* WHAT YOU SHOULD DO *
What is needed is the whole of the data, set down exactly.

** INPUT follows **

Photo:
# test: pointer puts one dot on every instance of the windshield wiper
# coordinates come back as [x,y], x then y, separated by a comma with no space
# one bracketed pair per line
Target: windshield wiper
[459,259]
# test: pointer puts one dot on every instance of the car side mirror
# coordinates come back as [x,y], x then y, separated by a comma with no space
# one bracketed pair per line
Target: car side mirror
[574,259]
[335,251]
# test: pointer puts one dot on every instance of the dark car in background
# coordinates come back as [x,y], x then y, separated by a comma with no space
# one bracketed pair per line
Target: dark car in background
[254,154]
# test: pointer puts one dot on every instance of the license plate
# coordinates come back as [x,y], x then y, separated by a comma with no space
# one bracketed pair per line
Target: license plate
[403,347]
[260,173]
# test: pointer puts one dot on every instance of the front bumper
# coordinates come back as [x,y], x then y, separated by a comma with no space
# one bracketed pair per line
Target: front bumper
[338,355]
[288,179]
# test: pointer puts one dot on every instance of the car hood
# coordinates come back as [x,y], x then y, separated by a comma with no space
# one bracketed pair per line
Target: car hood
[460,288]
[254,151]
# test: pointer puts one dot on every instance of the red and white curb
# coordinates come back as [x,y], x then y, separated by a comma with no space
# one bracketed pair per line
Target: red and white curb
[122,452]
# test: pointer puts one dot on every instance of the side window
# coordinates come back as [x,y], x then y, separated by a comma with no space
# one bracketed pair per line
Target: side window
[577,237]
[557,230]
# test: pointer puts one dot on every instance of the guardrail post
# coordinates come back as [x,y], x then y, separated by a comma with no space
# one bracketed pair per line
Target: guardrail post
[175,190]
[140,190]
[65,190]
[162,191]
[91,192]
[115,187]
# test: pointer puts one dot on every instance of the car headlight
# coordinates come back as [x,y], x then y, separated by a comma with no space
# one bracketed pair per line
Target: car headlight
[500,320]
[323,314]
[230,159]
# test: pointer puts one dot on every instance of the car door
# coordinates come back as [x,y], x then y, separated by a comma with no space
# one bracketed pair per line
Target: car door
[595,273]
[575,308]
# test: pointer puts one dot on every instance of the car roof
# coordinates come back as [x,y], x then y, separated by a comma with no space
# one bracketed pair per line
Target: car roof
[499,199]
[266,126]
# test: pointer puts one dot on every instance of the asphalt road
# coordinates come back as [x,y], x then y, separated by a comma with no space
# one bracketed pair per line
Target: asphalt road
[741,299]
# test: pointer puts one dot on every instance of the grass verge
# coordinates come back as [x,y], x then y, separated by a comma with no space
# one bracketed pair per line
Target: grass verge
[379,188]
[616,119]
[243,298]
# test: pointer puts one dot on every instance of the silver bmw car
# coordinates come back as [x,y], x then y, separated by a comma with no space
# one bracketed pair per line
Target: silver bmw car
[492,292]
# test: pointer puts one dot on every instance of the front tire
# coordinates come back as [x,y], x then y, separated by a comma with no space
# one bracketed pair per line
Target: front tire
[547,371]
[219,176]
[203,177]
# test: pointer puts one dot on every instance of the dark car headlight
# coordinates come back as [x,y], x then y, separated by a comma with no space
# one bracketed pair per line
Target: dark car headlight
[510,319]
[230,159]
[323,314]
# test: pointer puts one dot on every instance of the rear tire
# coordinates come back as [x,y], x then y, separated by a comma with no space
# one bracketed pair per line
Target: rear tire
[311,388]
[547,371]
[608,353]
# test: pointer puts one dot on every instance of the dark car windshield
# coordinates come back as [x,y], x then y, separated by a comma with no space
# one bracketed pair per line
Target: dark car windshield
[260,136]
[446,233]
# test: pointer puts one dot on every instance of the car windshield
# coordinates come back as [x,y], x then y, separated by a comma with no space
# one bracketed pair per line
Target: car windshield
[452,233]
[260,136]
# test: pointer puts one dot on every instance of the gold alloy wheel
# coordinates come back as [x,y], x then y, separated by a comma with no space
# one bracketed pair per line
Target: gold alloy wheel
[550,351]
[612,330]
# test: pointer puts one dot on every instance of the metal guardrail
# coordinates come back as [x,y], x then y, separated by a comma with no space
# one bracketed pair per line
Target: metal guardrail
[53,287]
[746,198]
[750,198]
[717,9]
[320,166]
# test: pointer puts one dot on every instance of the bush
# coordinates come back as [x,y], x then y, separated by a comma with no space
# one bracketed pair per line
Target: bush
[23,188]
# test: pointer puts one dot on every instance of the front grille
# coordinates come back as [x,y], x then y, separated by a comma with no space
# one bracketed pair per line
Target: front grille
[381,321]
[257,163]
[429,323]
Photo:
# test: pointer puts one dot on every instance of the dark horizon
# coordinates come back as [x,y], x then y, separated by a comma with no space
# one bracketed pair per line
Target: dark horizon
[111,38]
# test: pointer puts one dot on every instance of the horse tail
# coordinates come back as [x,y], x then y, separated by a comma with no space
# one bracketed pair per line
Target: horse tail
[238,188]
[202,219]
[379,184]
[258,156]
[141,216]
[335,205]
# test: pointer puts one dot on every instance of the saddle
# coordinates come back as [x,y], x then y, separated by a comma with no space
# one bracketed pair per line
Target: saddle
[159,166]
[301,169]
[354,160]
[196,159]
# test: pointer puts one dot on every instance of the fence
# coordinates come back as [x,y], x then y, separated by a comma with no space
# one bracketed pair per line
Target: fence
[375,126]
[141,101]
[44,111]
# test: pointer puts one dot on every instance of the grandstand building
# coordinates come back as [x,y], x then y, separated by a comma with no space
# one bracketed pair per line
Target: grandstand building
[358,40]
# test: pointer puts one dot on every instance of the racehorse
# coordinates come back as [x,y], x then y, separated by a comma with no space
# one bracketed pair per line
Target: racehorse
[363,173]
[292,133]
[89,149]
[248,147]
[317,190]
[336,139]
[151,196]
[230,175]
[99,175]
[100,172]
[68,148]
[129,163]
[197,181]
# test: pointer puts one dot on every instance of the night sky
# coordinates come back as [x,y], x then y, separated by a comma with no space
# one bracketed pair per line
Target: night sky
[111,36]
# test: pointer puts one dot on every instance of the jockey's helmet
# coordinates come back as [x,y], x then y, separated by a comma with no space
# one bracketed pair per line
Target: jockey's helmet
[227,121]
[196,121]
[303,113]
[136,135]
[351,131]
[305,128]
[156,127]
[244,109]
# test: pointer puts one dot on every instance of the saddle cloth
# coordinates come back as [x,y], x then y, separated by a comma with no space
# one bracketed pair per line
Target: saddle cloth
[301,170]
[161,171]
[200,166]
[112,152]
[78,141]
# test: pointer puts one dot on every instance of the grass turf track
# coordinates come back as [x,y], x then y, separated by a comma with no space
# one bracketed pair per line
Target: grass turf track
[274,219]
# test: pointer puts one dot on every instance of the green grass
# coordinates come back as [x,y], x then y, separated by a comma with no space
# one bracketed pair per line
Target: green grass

** End of INPUT **

* ANSWER *
Photo:
# test: pointer puts one dot on every instance of the windshield wiper
# coordinates come back as [x,y], x then y, separated by a comma with no space
# one bracketed pair per line
Target: windshield wiper
[459,259]
# test: pointer puts one dot on every instance of the car side mirror
# coordinates come back as [x,y], x then y, separated by a comma with no space
# one bracketed pair per line
Target: car side mirror
[574,259]
[335,251]
# test: pointer puts one dot on every instance of the dark car in background
# coordinates come back as [x,y], x then y, separated by a comma with no space
# one bracketed pair per line
Target: dark car in background
[254,154]
# test: pointer puts one dot on every instance of the license plate
# coordinates come back as [x,y], x then y, separated by a comma with no space
# one bracketed pair per line
Target: license plate
[403,347]
[260,173]
# test: pointer puts one dot on every instance of the front bumper
# coordinates come back as [x,y], x then y, separated by a comma with no space
# one bracketed pair per line
Target: front bumper
[338,355]
[288,179]
# test: pointer puts one dot on every instance of the car hood
# coordinates come back as [x,y], x then y, separated by a comma with no space
# one bracketed pair per line
Target: car hood
[460,288]
[254,151]
# test: pointer puts one dot on every instance of the red and white curb
# coordinates come back as [x,y], x then y, separated by a comma with no space
# one bracketed pair per line
Target: red and white curb
[122,452]
# test: pointer puts one dot on every instance of the side window
# coordinates come back as [x,y], x then y, separated by a comma with no space
# one bracketed pair per line
Target: side window
[577,237]
[557,230]
# test: pointer puts one dot on every instance of the guardrail post
# coordinates come back as [x,y], x then y, separated by a comma with no space
# one bracketed pair per line
Target: guardrail post
[175,190]
[140,190]
[65,190]
[162,191]
[91,192]
[115,187]
# test: pointer puts one dot on every instance of the car headlight
# coordinates come back as [x,y], x then y, separated by a comma with no space
# one bracketed pair per line
Target: car headlight
[500,320]
[323,314]
[230,159]
# test: pointer puts one dot on every instance of the car door
# coordinates come back as [x,y], x then y, separated by a comma with no space
# one bracketed pair per line
Target: car door
[595,273]
[575,308]
# test: pointer puts one dot on every instance of the car roof
# coordinates come back as [x,y], x then y, separated by a comma with no space
# one bracketed pair per line
Target: car roof
[499,199]
[266,126]
# test: pointer puts one dot on every instance of the asphalt road
# coordinates come back as [x,y], x then y, separated by a comma with no space
# one bracketed pair per line
Target: asphalt road
[741,299]
# test: pointer puts one dot on every instance of the grass verge
# coordinates come back as [x,y], x then y, separated by a comma with no space
# one bracketed pair per line
Target: grass verge
[379,188]
[616,119]
[243,298]
# test: pointer puts one dot on every instance of the silver bmw car
# coordinates come back as [x,y], x then y, separated by a comma with no space
# one bracketed pair per line
Target: silver bmw car
[492,292]
# test: pointer puts one dot on every instance of the front tire
# coordinates come back as [x,y], x then y, separated by a comma with no space
# one bracketed pair per line
Target: front tire
[547,371]
[219,176]
[203,177]
# test: pointer puts one dot on every instance of the dark car headlight
# coordinates come back as [x,y], x then y, separated by a comma with no space
# one bracketed pair per line
Target: dark car headlight
[510,319]
[230,159]
[323,314]
# test: pointer puts one dot on every instance of the rear tire
# coordinates come back as [x,y], x then y, separated by a comma with no space
# one bracketed pair per line
Target: rear tire
[311,388]
[547,371]
[608,353]
# test: pointer puts one dot on every instance of the dark car windshield
# coordinates come back as [x,y], x then y, separated by a comma with no space
# one bracketed pair per line
Target: dark car windshield
[260,136]
[446,233]
# test: pointer puts one dot on every instance of the car windshield
# coordinates come back as [x,y], x then y, separated by a comma with no space
# one bracketed pair per line
Target: car windshield
[452,233]
[260,136]
# test: pointer puts one dot on every instance of the gold alloy wheel
# coordinates come back as [x,y], x then y, separated by a comma with no space
# one bracketed pair per line
Target: gold alloy wheel
[550,351]
[612,330]
# test: pointer puts one dot on every instance of the metal guardrail
# coordinates come back as [x,y], x then y, separated by a comma with no space
# one bracketed pair per line
Target: metal guardrail
[53,287]
[746,198]
[750,198]
[717,9]
[320,166]
# test: pointer puts one dot on every instance of the bush
# coordinates come back as [x,y], x then y, separated by a comma with no space
# one bracketed pair per line
Target: bush
[23,188]
# test: pointer puts one dot on every instance of the front grille
# coordinates come back as [x,y], x then y, separated by a comma with no space
# one bracketed pair per line
Target: front grille
[381,321]
[257,163]
[429,323]
Photo:
# test: pointer puts one dot on every instance of the dark horizon
# coordinates come back as [x,y], x then y, separated by a comma with no space
# one bracketed pair per line
Target: dark horizon
[111,38]
# test: pointer puts one dot on every instance of the horse tail
# coordinates come back as [x,y], x then y, separated by a comma with no space
# one bracketed pair per line
Target: horse tail
[238,188]
[202,219]
[379,184]
[258,156]
[141,216]
[335,205]
# test: pointer puts one dot on every instance of the saddle
# coordinates come back as [x,y], x then y, separated by a comma with no space
# one bracketed pair per line
Target: saddle
[159,166]
[301,169]
[354,160]
[196,159]
# test: pointer puts one dot on every instance of the fence
# coordinates come back as [x,y], x then y, separated by a comma with no space
# one bracketed pair per line
Target: fence
[375,126]
[141,101]
[44,111]
# test: pointer puts one dot on every instance of the grandstand building
# coordinates come back as [x,y], x then y, separated by a comma with no space
# one bracketed pair per line
Target: grandstand building
[358,40]
# test: pointer puts one dot on every instance of the racehorse
# coordinates come back as [x,y], x then y, separated by a comma with no space
# one bracketed pair per line
Target: racehorse
[363,173]
[292,133]
[89,149]
[248,147]
[317,190]
[336,139]
[151,196]
[230,175]
[99,175]
[100,172]
[68,148]
[129,163]
[197,181]
# test: pointer puts one dot on every instance of the night sky
# coordinates come back as [x,y], x then y, separated by a comma with no space
# one bracketed pair per line
Target: night sky
[111,36]
# test: pointer puts one dot on every instance of the jockey's helmet
# coordinates come back as [x,y], x then y, separated by a comma with no space
# one bracketed pair per line
Target: jockey's helmet
[227,121]
[196,121]
[303,113]
[136,135]
[351,131]
[305,128]
[156,127]
[244,109]
# test: pointer puts one dot on every instance of the saddle cloth
# coordinates come back as [x,y], x then y, separated by a comma with no space
# one bracketed pair per line
Target: saddle cloth
[301,170]
[161,171]
[200,166]
[112,152]
[78,141]
# test: pointer puts one dot on every instance of the grass turf track
# coordinates come back as [x,y], x then y, separated by a comma with no space
# one bracketed pair per line
Target: grass turf track
[274,219]
# test: pointer puts one dot on every instance of the green grass
# coordinates come back as [x,y], x then y, separated by a comma with no space
# one bracketed pair per line
Target: green grass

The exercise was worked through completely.